Aim of the exercise:
The records below are to be repeated in full, exactly as they are.

Collection entries:
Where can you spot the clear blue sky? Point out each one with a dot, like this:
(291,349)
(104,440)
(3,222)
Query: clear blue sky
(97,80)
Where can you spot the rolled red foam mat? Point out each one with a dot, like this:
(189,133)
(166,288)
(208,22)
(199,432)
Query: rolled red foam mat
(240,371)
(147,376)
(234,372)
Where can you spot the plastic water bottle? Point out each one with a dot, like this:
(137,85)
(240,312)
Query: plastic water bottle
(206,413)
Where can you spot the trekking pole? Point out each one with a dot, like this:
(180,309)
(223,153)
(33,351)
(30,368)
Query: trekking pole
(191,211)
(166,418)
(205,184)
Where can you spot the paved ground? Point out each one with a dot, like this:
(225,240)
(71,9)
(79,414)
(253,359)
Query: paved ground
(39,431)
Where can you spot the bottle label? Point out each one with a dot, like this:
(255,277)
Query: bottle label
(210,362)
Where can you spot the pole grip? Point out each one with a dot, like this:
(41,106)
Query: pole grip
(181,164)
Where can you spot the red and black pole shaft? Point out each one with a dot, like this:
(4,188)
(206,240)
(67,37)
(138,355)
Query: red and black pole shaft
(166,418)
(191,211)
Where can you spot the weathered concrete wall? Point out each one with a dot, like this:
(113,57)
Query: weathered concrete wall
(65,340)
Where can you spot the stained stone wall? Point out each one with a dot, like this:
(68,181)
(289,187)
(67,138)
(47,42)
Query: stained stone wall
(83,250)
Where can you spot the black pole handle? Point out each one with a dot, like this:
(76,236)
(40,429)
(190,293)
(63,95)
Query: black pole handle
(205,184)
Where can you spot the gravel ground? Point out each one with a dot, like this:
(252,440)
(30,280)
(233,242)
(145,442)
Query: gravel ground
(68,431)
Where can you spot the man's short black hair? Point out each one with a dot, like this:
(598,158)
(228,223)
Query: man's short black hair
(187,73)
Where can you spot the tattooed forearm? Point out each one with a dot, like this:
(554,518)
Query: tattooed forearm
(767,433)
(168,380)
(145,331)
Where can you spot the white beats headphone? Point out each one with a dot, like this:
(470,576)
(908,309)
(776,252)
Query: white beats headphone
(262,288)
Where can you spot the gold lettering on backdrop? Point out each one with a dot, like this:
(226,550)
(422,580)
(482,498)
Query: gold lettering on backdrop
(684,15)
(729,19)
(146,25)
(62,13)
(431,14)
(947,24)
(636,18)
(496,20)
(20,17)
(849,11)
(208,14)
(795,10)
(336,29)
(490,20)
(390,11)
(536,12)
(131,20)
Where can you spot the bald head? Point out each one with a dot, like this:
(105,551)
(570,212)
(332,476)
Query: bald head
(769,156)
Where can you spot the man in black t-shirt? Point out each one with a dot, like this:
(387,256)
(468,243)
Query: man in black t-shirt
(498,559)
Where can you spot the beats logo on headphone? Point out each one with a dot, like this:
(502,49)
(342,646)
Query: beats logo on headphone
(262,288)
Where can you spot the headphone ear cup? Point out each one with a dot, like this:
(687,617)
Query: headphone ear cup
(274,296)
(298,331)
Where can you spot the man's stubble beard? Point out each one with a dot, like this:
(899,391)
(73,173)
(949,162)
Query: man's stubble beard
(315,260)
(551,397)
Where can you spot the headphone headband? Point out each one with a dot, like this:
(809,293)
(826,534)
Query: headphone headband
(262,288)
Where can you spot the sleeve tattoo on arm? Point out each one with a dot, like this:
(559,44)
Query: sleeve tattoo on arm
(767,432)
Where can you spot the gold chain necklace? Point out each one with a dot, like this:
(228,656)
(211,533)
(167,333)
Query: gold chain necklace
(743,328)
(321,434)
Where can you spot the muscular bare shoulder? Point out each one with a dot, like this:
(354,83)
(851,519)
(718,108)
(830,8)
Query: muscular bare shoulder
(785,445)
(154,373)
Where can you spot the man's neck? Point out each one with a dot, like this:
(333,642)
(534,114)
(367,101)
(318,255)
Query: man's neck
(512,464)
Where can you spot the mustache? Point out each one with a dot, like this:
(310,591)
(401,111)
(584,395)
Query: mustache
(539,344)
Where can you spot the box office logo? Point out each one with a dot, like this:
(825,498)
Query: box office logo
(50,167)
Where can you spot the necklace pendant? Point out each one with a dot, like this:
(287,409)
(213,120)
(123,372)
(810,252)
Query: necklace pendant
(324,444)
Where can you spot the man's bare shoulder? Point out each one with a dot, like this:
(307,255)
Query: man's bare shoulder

Your response:
Where can you spot the clear blue sky? Point out each one with a dot, like this:
(291,349)
(104,440)
(3,222)
Query: clear blue sky
(97,80)
Where can you spot the rolled red foam mat? Point out each one with a dot, like this:
(189,133)
(166,288)
(208,22)
(199,432)
Query: rolled red foam mat
(240,371)
(147,376)
(234,372)
Where can you spot the plastic water bottle? Point out each one with a dot, like this:
(137,85)
(240,312)
Query: plastic water bottle
(206,413)
Where can you spot the trekking pole? Point out each one with a dot, like this:
(180,309)
(223,153)
(33,351)
(30,368)
Query: trekking pole
(191,211)
(166,418)
(205,184)
Where can you spot the paved ground? Point out each one with a dot, like this:
(225,240)
(71,9)
(79,414)
(253,359)
Query: paved ground
(39,431)
Where can you spot the bottle label? Point out each one with a dot, like this:
(255,277)
Query: bottle label
(210,362)
Where can you spot the pole grip? Point out each one with a dot, like this:
(41,106)
Query: pole grip
(181,164)
Where can you spot the red and black pole shaft? Point out each one with a dot, like this:
(4,188)
(206,240)
(67,37)
(138,355)
Query: red and black pole shaft
(166,418)
(191,211)
Where can you spot the weathered concrete wall? Point out each one with a dot, like this:
(113,57)
Query: weathered concrete wall
(65,340)
Where can you spot the stained stone wall? Point out each one with a dot, like this:
(68,181)
(289,187)
(67,138)
(47,42)
Query: stained stone wall
(83,250)
Where can you spot the black pole handle? Point out each one with a dot, like this:
(76,236)
(40,429)
(190,293)
(63,95)
Query: black pole handle
(205,184)
Where can you spot the gravel ground? Point out each one with a dot, like this:
(252,440)
(30,280)
(233,242)
(145,442)
Query: gravel ground
(68,431)
Where can you spot the man's short black hair? Point out each one with a dot, like this:
(598,158)
(228,223)
Query: man's short black hair
(187,73)
Where can you spot the tattooed forearm? Point out each one with a dot, like this:
(554,518)
Query: tattooed forearm
(767,433)
(168,380)
(145,331)
Where can you spot the white beats headphone? Point out each one with a dot, like this:
(470,576)
(908,309)
(776,252)
Query: white beats headphone
(262,288)
Where can you spot the gold lettering on backdrop? Point out each one with a dot, like this:
(226,550)
(422,580)
(482,498)
Query: gold lettering on backdrop
(684,15)
(729,19)
(146,25)
(62,13)
(431,14)
(947,24)
(636,18)
(496,20)
(20,17)
(849,11)
(208,14)
(795,10)
(336,29)
(490,20)
(390,11)
(536,12)
(131,20)
Where can you spot the bald head? Point out each one with a dot, like this:
(105,551)
(570,212)
(332,476)
Query: bald head
(769,156)
Where can you spot the man in black t-shirt? Point out each one with a dot, like this:
(387,256)
(468,243)
Query: man in black t-shirt
(498,559)
Where can you spot the beats logo on headphone? Point out each one with a dot, like this:
(502,49)
(342,646)
Query: beats logo on headphone
(262,288)
Where can you spot the headphone ear cup? Point out each one with a dot, like this:
(687,617)
Query: headphone ear cup
(274,296)
(298,331)
Where can you spot the man's stubble beard? Point out each one with a dot, like this:
(899,391)
(73,173)
(949,162)
Query: man's stubble beard
(315,260)
(551,397)
Where can you spot the headphone headband? Point out each one with a dot, like this:
(809,293)
(826,534)
Query: headphone headband
(262,288)
Where can you spot the sleeve tattoo on arm? Point out each one with a dot, like this:
(559,44)
Query: sleeve tattoo on arm
(767,432)
Where can you spot the gold chain necklace? Point out each one with a dot, like this:
(228,656)
(211,533)
(167,333)
Query: gold chain necklace
(743,328)
(321,434)
Where can you spot the muscular bare shoulder? Point out each one with a dot, like this:
(354,83)
(851,519)
(718,108)
(830,8)
Query: muscular bare shoulder
(785,445)
(154,373)
Where can you spot the man's neck? Point out each one with a dot, like this:
(333,642)
(534,114)
(367,101)
(318,255)
Query: man's neck
(512,464)
Where can you spot the mustache? Point out each one with a dot, like this:
(310,591)
(401,111)
(584,395)
Query: mustache
(539,344)
Where can you spot the box office logo? Point out each one with a dot, like this:
(825,498)
Query: box office logo
(50,167)
Where can you spot the necklace pendant? Point out each one with a dot, like this:
(287,409)
(213,120)
(123,372)
(810,252)
Query: necklace pendant
(324,444)
Where can you spot the man's bare shoulder? Point out each one with a dot, like this:
(307,255)
Query: man's bare shoulder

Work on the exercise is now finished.